*Exercice court 1*.
D'après l'extrait sur l'arrêt du Conseil d'État, à quelle distance des terrains d'assiette des projets litigieux se trouve la parcelle cadastrée AB n° 89 de M. F… ?

*Extrait à lire*.
• • • • •
Agrandir les constructions existantes ne constitue pas une extension d’urbanisation (CE 18 juillet 03 avril 2020, n°419139)

En l’espèce, par un arrêté du 17 octobre 2013, le maire de l’Ile-de-Batz a délivré à M. D… un permis de construire pour l’édification d’une maison d’habitation à l’endroit d’un espace remarquable au sens de l’article L. 146-6 du code de l’urbanisme alors en vigueur et reconnu comme tel par le schéma de cohérence territoriale (SCOT) du Léon, comme l’ensemble de l’île de Batz.

Par un arrêté du 13 décembre 2013, le maire a également accordé à M. et Mme E… un permis de construire pour l’édification d’une maison d’habitation sur une parcelle relevant de la même section (AC) et du même lieu-dit  » Mezou Grannog « .

Enfin, par un arrêté du 23 décembre 2013, le maire a accordé à M. H… un permis de construire pour l’extension d’une maison d’habitation sur une parcelle cadastrée section AC au même lieu-dit  » Mezou Grannog « .

C’est ainsi que M. F, propriétaire de terrains non constructibles situés à proximité des terrains d’assiette des projets litigieux, a saisi le tribunal administratif de Rennes aux fins d’annulation des arrêtés de permis de construire. Par trois jugements du 11 juillet 2014, le Tribunal administratif a annulé les arrêtés des 17 octobre et 13 décembre 2013 et rejeté la demande de M. F… dirigée contre l’arrêté du 23 décembre 2013.

Par une décision du 28 avril 2017, le Conseil d’Etat, statuant au contentieux a annulé les arrêts du 24 juillet 2015 par lesquels la cour administrative d’appel de Nantes a, au motif que M. F… ne justifiait pas d’un intérêt lui donnant qualité pour agir contre les arrêtés attaqués, annulé les deux premiers jugements et rejeté les deux premières demandes de l’intéressé et rejeté son appel contre le troisième jugement. Par trois pourvois, qu’il y a lieu de joindre pour statuer par une seule décision, M. F… demande au Conseil d’Etat d’annuler les trois arrêts du 19 janvier 2018 de la cour administrative d’appel de Nantes statuant dans le même sens pour le même motif.

Le Conseil d’Etat rappelle que le propriétaire d’un terrain non construit est recevable, quand bien même il ne l’occuperait ni ne l’exploiterait, à former un recours pour excès de pouvoir contre un permis de construire, de démolir ou d’aménager si, au vu des éléments versés au dossier, il apparaît que la construction projetée est, eu égard à ses caractéristiques et à la configuration des lieux en cause, de nature à affecter directement les conditions de jouissance de son bien. En l’espèce, M. F… est propriétaire de plusieurs parcelles non construites, dont une parcelle cadastrée AB n° 89 se trouvant à une centaine de mètres des terrains d’assiette des projets litigieuse. Il se prévalait de ce que les constructions autorisées étaient de nature à porter atteinte aux conditions de jouissance de son bien en ce qu’elles altéraient la qualité d’un site aux caractéristiques particulières, essentiellement naturel et identifié comme un espace remarquable au sens des dispositions de l’article L. 146-6 du code de l’urbanisme, à l’intérieur duquel se trouvaient leurs terrains d’assiette et ses propres terrains. Les juges de la Haute juridiction ont ainsi considéré qu’en jugeant que M. F…, qui ne se bornait pas à invoquer de façon générale la qualité environnementale du site, ne se prévalait d’aucun intérêt lui donnant qualité pour contester les permis litigieux, la cour administrative d’appel a entaché son arrêt d’une erreur de qualification juridique.
• • • • •
*Enregistrements conservés*.
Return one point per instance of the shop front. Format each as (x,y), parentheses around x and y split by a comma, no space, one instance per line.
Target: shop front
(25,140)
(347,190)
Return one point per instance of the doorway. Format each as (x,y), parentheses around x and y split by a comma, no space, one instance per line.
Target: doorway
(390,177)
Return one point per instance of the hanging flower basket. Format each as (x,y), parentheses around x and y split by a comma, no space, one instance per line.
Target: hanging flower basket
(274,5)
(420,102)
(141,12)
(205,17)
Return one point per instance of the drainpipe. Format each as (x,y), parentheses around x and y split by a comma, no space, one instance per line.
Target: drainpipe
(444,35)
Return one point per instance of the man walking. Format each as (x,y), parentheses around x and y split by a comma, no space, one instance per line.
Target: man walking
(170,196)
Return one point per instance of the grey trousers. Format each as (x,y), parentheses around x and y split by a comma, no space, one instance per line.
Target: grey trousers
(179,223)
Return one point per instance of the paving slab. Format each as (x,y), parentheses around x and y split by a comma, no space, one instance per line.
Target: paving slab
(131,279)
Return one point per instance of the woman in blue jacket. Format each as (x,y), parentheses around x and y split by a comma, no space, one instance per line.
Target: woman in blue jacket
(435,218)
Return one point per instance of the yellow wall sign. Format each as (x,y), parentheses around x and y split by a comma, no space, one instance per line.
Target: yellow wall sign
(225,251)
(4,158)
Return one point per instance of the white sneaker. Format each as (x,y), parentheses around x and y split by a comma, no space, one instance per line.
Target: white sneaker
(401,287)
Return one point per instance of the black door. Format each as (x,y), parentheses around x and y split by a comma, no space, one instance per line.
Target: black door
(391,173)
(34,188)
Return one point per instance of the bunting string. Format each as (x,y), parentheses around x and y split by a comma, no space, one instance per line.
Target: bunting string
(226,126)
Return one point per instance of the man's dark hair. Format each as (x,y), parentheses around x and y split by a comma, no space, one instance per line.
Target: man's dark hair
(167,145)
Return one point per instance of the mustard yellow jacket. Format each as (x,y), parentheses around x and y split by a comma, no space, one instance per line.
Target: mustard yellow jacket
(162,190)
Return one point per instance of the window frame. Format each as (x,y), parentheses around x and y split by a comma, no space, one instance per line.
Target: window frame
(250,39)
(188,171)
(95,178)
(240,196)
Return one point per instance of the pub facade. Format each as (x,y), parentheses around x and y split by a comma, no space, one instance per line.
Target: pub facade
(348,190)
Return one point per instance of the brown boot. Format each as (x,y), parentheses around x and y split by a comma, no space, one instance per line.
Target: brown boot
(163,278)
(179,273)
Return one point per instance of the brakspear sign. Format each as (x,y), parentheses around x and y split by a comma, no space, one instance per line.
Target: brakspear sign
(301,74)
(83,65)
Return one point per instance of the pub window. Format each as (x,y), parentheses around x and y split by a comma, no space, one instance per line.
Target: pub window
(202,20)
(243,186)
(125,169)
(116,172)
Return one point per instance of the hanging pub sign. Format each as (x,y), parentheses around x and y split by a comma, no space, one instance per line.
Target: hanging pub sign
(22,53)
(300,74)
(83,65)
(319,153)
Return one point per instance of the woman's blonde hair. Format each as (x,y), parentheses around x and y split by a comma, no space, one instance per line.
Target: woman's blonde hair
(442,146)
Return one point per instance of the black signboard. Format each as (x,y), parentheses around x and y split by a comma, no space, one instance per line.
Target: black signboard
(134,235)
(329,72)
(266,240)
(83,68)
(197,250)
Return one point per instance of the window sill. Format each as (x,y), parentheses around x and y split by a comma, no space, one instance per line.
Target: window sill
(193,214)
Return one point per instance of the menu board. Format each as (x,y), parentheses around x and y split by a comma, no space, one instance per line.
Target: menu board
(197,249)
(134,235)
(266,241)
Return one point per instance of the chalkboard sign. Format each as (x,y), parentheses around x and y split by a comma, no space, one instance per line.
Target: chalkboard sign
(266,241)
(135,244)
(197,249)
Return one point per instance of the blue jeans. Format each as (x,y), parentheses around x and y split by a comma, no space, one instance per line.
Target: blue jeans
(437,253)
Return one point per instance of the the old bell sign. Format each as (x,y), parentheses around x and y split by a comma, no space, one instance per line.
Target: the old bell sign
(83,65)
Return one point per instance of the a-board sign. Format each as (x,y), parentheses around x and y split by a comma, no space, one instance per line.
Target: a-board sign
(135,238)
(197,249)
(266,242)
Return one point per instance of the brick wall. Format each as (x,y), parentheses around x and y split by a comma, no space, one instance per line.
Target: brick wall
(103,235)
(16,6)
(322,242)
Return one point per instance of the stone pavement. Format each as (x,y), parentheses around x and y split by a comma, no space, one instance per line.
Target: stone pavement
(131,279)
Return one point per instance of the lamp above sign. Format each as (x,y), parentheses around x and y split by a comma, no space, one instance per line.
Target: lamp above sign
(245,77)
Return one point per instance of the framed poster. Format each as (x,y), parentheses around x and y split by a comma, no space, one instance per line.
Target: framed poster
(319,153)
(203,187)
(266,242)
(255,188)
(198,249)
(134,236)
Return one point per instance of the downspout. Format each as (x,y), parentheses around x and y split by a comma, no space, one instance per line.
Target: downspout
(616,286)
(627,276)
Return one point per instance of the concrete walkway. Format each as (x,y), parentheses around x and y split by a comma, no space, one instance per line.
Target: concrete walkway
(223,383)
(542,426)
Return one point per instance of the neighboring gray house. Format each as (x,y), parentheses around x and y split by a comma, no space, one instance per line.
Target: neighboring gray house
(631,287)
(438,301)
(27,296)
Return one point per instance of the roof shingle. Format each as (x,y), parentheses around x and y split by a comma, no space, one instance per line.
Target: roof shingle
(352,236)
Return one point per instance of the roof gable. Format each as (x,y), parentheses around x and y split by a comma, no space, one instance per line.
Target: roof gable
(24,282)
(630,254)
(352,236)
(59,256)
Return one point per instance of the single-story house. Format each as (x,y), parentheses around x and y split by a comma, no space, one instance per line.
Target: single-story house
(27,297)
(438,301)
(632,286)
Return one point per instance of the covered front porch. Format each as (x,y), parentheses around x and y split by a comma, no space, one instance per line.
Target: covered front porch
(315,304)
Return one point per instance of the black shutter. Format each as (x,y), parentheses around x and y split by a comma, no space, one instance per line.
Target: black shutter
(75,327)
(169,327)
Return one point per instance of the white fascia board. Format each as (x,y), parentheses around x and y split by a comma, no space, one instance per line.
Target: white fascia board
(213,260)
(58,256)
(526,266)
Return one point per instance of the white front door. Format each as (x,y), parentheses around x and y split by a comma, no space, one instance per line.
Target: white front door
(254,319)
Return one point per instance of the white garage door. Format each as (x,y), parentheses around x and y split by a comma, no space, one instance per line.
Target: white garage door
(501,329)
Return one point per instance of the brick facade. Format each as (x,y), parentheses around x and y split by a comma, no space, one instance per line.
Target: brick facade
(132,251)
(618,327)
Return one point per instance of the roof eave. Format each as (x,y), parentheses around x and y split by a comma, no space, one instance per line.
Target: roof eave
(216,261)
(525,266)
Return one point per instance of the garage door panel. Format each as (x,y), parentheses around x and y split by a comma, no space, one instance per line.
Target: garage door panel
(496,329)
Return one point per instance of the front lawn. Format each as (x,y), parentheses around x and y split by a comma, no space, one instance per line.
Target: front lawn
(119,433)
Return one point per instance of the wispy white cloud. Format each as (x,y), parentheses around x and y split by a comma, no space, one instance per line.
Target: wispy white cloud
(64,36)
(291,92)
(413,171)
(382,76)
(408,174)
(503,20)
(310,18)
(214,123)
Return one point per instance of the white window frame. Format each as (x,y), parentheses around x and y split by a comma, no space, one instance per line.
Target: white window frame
• • • • •
*Exercice court 2*.
Extrayez des enregistrements chaque ligne qui contient la chaîne « window ».

*Réponse attendue 1*.
À une centaine de mètres.

*Réponse attendue 2*.
Return one point per instance of the window frame. Format each as (x,y), parentheses around x and y split by a comma, no space, one instance per line.
Target: window frame
Return one point per instance of the pub window. Format each as (x,y), parentheses around x and y split by a comma, no space, one instance per line.
Target: pub window
Return one point per instance of the window sill. Format each as (x,y), parentheses around x and y split by a comma, no space, one instance per line.
Target: window sill
Return one point per instance of the white window frame. Format each as (x,y), parentheses around x and y split by a comma, no space, one instance per line.
Target: white window frame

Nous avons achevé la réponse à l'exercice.